WHAT IS BEING ASKED: Please pick out each line in the listing below that contains the string "segment" and copy those lines.

RECORDS SHOWN:
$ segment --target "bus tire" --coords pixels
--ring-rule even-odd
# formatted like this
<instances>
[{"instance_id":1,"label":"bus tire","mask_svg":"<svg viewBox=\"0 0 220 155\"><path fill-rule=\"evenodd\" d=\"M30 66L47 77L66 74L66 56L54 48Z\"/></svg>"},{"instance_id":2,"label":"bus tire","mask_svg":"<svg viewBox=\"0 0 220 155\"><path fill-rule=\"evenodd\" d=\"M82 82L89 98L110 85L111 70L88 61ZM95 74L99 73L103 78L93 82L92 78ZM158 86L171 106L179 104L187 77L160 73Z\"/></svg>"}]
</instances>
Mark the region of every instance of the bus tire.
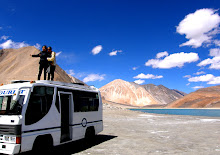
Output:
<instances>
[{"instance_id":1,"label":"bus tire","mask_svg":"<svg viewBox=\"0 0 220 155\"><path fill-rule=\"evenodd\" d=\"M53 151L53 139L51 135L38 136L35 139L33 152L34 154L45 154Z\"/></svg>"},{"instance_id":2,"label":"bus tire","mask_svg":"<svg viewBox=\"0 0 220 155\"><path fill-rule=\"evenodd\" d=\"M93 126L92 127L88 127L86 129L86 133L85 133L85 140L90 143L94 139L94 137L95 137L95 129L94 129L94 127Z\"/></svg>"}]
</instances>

---

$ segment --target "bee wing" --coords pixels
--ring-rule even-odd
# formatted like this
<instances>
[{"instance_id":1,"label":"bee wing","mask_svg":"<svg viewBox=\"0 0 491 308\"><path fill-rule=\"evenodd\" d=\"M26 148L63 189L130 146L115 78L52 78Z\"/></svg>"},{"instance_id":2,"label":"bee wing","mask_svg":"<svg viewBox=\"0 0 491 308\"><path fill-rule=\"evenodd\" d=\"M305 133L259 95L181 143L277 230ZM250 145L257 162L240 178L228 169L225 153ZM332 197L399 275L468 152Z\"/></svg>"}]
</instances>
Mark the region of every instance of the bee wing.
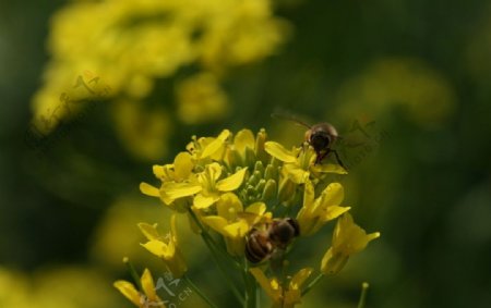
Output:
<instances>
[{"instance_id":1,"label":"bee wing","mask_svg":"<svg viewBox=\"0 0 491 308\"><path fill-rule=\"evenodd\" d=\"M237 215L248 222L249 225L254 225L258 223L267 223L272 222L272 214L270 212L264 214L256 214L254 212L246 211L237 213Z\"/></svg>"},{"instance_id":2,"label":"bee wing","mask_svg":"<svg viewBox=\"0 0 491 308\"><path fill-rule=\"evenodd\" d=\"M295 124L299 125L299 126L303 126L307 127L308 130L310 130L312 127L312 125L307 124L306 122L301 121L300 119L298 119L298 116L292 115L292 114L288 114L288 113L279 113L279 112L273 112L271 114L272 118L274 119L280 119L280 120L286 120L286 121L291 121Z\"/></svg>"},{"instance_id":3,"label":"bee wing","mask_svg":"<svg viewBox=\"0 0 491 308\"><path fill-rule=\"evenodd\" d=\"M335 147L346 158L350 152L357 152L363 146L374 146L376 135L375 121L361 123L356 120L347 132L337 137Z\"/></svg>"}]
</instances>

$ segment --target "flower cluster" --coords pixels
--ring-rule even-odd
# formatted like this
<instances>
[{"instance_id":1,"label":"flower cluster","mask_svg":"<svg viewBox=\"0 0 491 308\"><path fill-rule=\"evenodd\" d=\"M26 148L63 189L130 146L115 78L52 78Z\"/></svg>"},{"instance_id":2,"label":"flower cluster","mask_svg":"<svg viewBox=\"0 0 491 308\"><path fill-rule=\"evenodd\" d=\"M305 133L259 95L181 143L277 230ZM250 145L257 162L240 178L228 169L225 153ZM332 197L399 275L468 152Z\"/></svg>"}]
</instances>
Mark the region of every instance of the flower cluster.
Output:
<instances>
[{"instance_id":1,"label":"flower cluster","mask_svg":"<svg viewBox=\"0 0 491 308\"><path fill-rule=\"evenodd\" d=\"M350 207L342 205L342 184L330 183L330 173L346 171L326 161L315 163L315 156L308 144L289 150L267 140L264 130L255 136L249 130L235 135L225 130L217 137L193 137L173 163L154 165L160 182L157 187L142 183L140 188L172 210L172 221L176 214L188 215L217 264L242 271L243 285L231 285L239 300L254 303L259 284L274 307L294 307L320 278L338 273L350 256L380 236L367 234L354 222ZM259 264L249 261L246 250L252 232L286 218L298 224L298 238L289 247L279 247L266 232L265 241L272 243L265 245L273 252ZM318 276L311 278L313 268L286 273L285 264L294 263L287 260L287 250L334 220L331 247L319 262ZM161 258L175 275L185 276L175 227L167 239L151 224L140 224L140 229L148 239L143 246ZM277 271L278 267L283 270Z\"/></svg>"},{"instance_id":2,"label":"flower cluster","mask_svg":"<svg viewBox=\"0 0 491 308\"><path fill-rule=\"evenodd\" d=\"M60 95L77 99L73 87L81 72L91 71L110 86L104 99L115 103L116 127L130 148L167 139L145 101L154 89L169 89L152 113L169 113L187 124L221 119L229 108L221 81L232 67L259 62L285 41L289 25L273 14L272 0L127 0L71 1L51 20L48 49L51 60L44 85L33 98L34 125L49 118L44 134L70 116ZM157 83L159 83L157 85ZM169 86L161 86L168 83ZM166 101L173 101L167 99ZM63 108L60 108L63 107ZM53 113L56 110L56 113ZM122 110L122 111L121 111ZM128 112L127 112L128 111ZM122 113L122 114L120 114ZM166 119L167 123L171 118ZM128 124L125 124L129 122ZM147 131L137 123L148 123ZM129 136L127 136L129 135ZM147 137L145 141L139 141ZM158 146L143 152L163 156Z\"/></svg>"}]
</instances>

EXPECTED OUTPUT:
$ segment --target "bus tire" --coords pixels
$ segment --target "bee wing" --coords pixels
$ segment --target "flower cluster" --coords pixels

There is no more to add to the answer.